--- START OF Records shown ---

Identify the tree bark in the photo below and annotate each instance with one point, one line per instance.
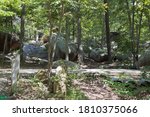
(79, 35)
(108, 41)
(67, 38)
(22, 29)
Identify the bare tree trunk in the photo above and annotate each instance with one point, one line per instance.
(103, 32)
(67, 38)
(61, 15)
(73, 30)
(138, 34)
(22, 28)
(108, 41)
(79, 35)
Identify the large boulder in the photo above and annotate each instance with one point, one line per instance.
(11, 42)
(144, 59)
(98, 55)
(31, 50)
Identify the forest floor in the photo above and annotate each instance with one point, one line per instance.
(92, 89)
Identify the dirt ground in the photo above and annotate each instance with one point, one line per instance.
(93, 90)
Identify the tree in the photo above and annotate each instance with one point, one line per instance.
(107, 29)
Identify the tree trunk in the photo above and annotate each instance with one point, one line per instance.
(67, 38)
(61, 15)
(138, 34)
(79, 35)
(73, 30)
(22, 28)
(108, 41)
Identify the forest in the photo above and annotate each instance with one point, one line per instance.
(75, 49)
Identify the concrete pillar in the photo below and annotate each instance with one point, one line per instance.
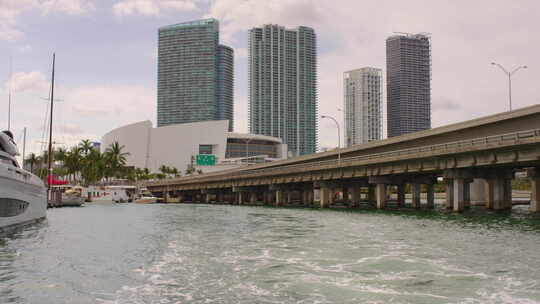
(310, 197)
(279, 197)
(415, 189)
(502, 194)
(345, 192)
(488, 189)
(372, 197)
(356, 196)
(459, 194)
(401, 195)
(325, 197)
(381, 196)
(535, 194)
(240, 198)
(467, 194)
(478, 192)
(430, 196)
(449, 192)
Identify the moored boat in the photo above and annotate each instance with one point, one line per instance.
(23, 196)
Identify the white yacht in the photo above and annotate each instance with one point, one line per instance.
(23, 196)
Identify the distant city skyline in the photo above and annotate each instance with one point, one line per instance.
(363, 100)
(283, 85)
(107, 50)
(195, 74)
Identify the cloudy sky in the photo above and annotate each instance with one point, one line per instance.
(106, 55)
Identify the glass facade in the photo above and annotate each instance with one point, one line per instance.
(194, 74)
(408, 81)
(283, 85)
(363, 105)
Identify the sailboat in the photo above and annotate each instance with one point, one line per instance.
(23, 195)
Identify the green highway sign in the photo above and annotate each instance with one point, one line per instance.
(206, 160)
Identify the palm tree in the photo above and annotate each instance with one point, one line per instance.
(86, 146)
(32, 160)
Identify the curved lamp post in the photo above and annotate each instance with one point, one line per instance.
(509, 74)
(339, 135)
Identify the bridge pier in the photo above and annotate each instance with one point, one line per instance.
(535, 189)
(430, 196)
(356, 196)
(416, 191)
(449, 192)
(381, 196)
(401, 195)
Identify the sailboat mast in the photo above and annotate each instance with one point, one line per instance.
(50, 128)
(9, 93)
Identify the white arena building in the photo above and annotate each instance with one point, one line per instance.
(185, 145)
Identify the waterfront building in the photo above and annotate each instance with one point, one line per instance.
(283, 85)
(408, 80)
(195, 74)
(362, 90)
(206, 145)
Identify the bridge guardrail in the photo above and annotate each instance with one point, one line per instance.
(494, 140)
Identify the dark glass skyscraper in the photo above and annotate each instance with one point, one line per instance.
(283, 85)
(408, 80)
(195, 74)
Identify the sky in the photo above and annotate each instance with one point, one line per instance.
(106, 56)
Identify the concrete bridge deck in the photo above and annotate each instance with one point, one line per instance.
(489, 148)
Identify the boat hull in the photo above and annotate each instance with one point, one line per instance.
(23, 199)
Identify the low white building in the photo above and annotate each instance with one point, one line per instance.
(193, 144)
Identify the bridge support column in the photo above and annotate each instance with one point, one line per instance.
(279, 197)
(535, 192)
(240, 198)
(415, 189)
(401, 195)
(372, 197)
(345, 194)
(467, 193)
(356, 196)
(381, 196)
(325, 197)
(449, 192)
(459, 194)
(502, 194)
(430, 196)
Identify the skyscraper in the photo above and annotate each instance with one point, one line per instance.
(195, 74)
(408, 79)
(283, 85)
(362, 90)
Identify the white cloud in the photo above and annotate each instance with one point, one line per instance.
(238, 16)
(34, 81)
(70, 7)
(151, 7)
(10, 10)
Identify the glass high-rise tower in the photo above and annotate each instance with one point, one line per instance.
(283, 85)
(408, 82)
(362, 90)
(195, 74)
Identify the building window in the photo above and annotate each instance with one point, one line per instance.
(205, 149)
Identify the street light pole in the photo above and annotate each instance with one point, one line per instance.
(339, 135)
(509, 74)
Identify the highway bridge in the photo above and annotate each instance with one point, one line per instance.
(488, 150)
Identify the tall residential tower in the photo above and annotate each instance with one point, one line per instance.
(283, 85)
(195, 74)
(362, 90)
(408, 80)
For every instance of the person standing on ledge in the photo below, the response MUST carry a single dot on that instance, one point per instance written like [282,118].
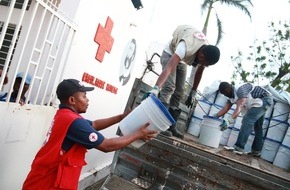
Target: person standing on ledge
[188,46]
[252,102]
[59,162]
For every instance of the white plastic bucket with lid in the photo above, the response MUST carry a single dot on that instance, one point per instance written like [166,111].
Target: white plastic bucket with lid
[281,111]
[210,131]
[282,158]
[150,110]
[248,145]
[286,140]
[276,130]
[233,137]
[225,136]
[202,108]
[194,126]
[269,150]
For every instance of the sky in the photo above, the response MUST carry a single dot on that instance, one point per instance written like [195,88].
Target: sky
[239,30]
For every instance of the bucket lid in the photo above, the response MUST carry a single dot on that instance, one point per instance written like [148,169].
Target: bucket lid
[212,117]
[163,109]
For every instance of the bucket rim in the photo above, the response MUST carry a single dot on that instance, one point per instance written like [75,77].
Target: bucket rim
[212,117]
[163,108]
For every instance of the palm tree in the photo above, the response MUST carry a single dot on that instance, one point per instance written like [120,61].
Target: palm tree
[209,6]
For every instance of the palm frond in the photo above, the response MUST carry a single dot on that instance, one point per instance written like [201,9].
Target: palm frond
[240,4]
[220,30]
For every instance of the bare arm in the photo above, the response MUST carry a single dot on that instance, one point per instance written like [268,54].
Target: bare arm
[107,122]
[197,77]
[224,110]
[170,67]
[117,143]
[240,103]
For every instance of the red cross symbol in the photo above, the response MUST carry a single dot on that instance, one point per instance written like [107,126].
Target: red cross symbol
[104,39]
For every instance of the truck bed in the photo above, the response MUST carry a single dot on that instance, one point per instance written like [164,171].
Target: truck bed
[175,164]
[171,163]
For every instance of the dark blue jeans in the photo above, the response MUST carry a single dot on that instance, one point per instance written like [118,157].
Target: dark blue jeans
[172,91]
[254,118]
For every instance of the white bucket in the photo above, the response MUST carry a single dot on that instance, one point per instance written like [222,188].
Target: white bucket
[238,122]
[277,130]
[194,126]
[269,150]
[225,136]
[233,137]
[269,111]
[210,133]
[248,146]
[202,108]
[282,158]
[150,110]
[214,109]
[265,126]
[286,140]
[281,111]
[221,100]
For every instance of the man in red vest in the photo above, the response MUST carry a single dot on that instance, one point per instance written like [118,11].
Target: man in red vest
[58,164]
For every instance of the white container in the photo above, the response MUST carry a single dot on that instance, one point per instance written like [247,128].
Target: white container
[281,111]
[269,111]
[248,146]
[233,137]
[238,122]
[220,100]
[150,110]
[286,140]
[194,126]
[269,150]
[202,108]
[282,158]
[214,109]
[210,133]
[265,126]
[277,130]
[225,136]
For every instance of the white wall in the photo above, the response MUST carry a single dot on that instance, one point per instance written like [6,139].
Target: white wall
[23,129]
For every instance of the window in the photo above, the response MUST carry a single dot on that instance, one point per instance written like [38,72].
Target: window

--- END OF Records shown ---

■ Challenge
Repeat the data exactly, without the pictures.

■ Output for this task
Identify the tree bark in the photo below and annotate each instance with one point, one line per instance.
(79, 35)
(108, 41)
(67, 38)
(22, 29)
Identify the bare tree trunk in the photo above and annotate each instance with one point, one line per instance.
(103, 32)
(67, 38)
(61, 15)
(73, 30)
(138, 34)
(22, 28)
(108, 41)
(79, 35)
Identify the large boulder in the photo above and annotate each instance with one point, one line per instance.
(11, 42)
(144, 59)
(98, 55)
(31, 50)
Identify the forest floor in the photo above and annotate each instance with one point, one line per instance.
(92, 89)
Identify the dirt ground in the photo above and annotate each instance with one point, one line per instance.
(93, 90)
Identify the tree in the photo above and annotate each instance with one point, one line per instance.
(107, 29)
Identify the tree trunk in the photo above and annotate each instance with one point, one line per instance.
(67, 38)
(61, 15)
(138, 34)
(79, 35)
(73, 30)
(22, 28)
(108, 41)
Identify the forest in the photo above and annotate each instance with one point, one line per instance.
(75, 49)
Identify the concrete pillar in the photo below and annotate each instance with one point, one line per instance.
(310, 197)
(279, 197)
(415, 189)
(502, 194)
(345, 192)
(488, 189)
(372, 197)
(356, 196)
(459, 194)
(401, 195)
(325, 197)
(381, 196)
(535, 194)
(240, 198)
(467, 194)
(478, 192)
(430, 196)
(449, 192)
Identify the moored boat in the photo above and annotate each instance with one point, one line per instance.
(23, 196)
Identify the white yacht in the photo above and annotate each instance with one point, one line per instance.
(23, 196)
Identify the distant city skyline in the photo above and annotate each instance with one point, one line per instance.
(363, 100)
(283, 85)
(107, 50)
(195, 74)
Identify the cloudy sky in the photo above and annotate each instance with one point, one line per instance.
(106, 55)
Identify the glass facade in the photo above and annotate each instance with one point, one line per instance.
(194, 74)
(408, 81)
(283, 85)
(363, 105)
Identify the sailboat in the photo above and annotate each instance with one point, one line per instance.
(23, 195)
Identify the green highway sign in the photo above and annotate each instance with one point, one line per instance.
(206, 160)
Identify the palm tree in the photo above and annotate each instance with one point, one line per instance.
(86, 146)
(32, 160)
Identify the curved lamp post in the photo above and annotate each instance with one point, one line per instance.
(509, 74)
(339, 135)
Identify the bridge pier in the photo above and annotate each instance with one point, one line per instance.
(535, 189)
(430, 196)
(356, 196)
(416, 191)
(449, 192)
(381, 196)
(401, 195)
Identify the sailboat mast in the photo above and annotate each instance with one point, one line per instance.
(50, 128)
(9, 93)
Identify the white arena building in the photo above and annotate each instance with one point, one line per instance.
(185, 145)
Identify the waterfront building in the photo above and annotate each instance with one point, one line per instance.
(283, 85)
(408, 80)
(195, 74)
(362, 90)
(206, 145)
Identify the bridge guardrail in the photo above and annotate each instance with one point, one line per instance.
(494, 140)
Identify the dark glass skyscraper in the photo above and annotate each instance with one point, one line per instance.
(283, 85)
(408, 80)
(195, 74)
Identify the sky in the photo above and annotate each instance with one point, one line per instance.
(106, 56)
Identify the concrete bridge deck in the photo above and annotate each instance with one point, one line per instance.
(489, 148)
Identify the boat hull in the photo above and annotate each instance with one point, one line per instance.
(23, 199)
Identify the low white building in the photo above and annotate each instance with one point, one line per instance.
(193, 144)
Identify the bridge support column in the photo above and annotate each instance with one point, one line per instance.
(279, 197)
(535, 192)
(240, 198)
(415, 189)
(401, 195)
(372, 197)
(345, 194)
(467, 193)
(356, 196)
(381, 196)
(325, 197)
(449, 192)
(459, 194)
(502, 194)
(430, 196)
Identify the skyscraper in the photo above and annotate each instance with one point, one line per instance.
(195, 74)
(408, 79)
(283, 85)
(362, 90)
Identify the white cloud in the photo above and annotate each instance with one point, one line per instance.
(238, 16)
(34, 81)
(70, 7)
(151, 7)
(10, 10)
Identify the glass high-rise tower in the photo above and annotate each instance with one point, one line per instance.
(283, 85)
(408, 82)
(362, 90)
(195, 74)
Identify the building window in the photo above and annotate each instance with one point, one line per instance.
(205, 149)
Identify the street light pole in the photo above and annotate each instance with one point, one line per instance.
(339, 135)
(509, 74)
Identify the highway bridge in the photo above and annotate each instance with one point, one line per instance.
(488, 150)
Identify the tall residential tower in the photo above and annotate each instance with one point, one line per instance.
(283, 85)
(195, 74)
(362, 90)
(408, 80)
For every instance of the person standing on ledge in the photo below, the response MUST carry a single dot on that instance, one point per instance written like [282,118].
Target: person standing on ledge
[188,46]
[252,102]
[59,162]
For every instance of the white plastic bucket with lid in the photo above, the response MUST carry a single dot on that instance, one point per instance written like [166,111].
Target: white plastic bucket with lid
[281,111]
[210,131]
[282,158]
[150,110]
[248,145]
[286,140]
[276,130]
[233,137]
[225,136]
[202,108]
[194,126]
[269,150]
For every instance of the sky in the photo above, the response MUST carry a single dot on that instance, one point per instance written like [195,88].
Target: sky
[239,30]
For every instance of the bucket lid in the photo above, the response MUST carry a single dot on that instance, one point per instance written like [148,169].
Target: bucket lid
[212,117]
[163,109]
For every instance of the bucket rim in the photo above, the response MUST carry a single dot on that instance, one point per instance written like [75,77].
Target: bucket rim
[212,117]
[163,108]
For every instance of the palm tree in the photo above, the response MUST carry a single dot on that instance, one point per instance written like [120,61].
Target: palm tree
[209,6]
For every instance of the palm frond in the photo above, the response MUST carry a single dot on that instance, one point per instance written like [201,9].
Target: palm frond
[240,4]
[220,30]
For every instance of the bare arm in the photo above, the response MUST carry a single dot on that instance, one point per instance written like [268,54].
Target: bare arm
[107,122]
[197,77]
[224,110]
[170,67]
[117,143]
[240,103]
For every instance of the red cross symbol in the photo above, the response MUST carry a single dot on that instance, one point per instance written like [107,126].
Target: red cross symbol
[104,39]
For every instance of the truck bed in the photo above, the response MUST carry a single dot on that instance, one point per instance written like [164,171].
Target: truck bed
[175,164]
[171,163]
For every instance of the dark blue jeans in the photo above, the response MUST carry a single dot on that instance, one point per instance written like [118,157].
Target: dark blue jeans
[172,91]
[254,118]
For every instance of the white bucket in the photo above, the response MUST carry a single dot on that instance, one point per instance written like [222,188].
Target: white bucket
[238,122]
[277,130]
[194,126]
[269,150]
[225,136]
[233,137]
[269,111]
[210,133]
[248,146]
[202,108]
[282,158]
[150,110]
[214,109]
[265,126]
[286,140]
[281,111]
[221,100]
For every instance of the man in red vest in the photo above, the response MUST carry a single dot on that instance, one point per instance written like [118,11].
Target: man in red vest
[58,164]
For every instance of the white container in the photo above, the response MUST carry a single dot on that instance, one point per instance written like [247,128].
Target: white container
[281,111]
[269,111]
[248,146]
[233,137]
[238,122]
[220,100]
[150,110]
[286,140]
[194,126]
[269,150]
[202,108]
[282,158]
[214,109]
[210,133]
[265,126]
[277,130]
[225,136]
For every instance of the white wall in the photo above, the response MUST carry a single dot on that instance, one point per instance written like [6,139].
Target: white wall
[23,129]
For every instance of the window in the photo above, the response MUST carry a single dot on that instance, one point per instance written like [38,72].
Target: window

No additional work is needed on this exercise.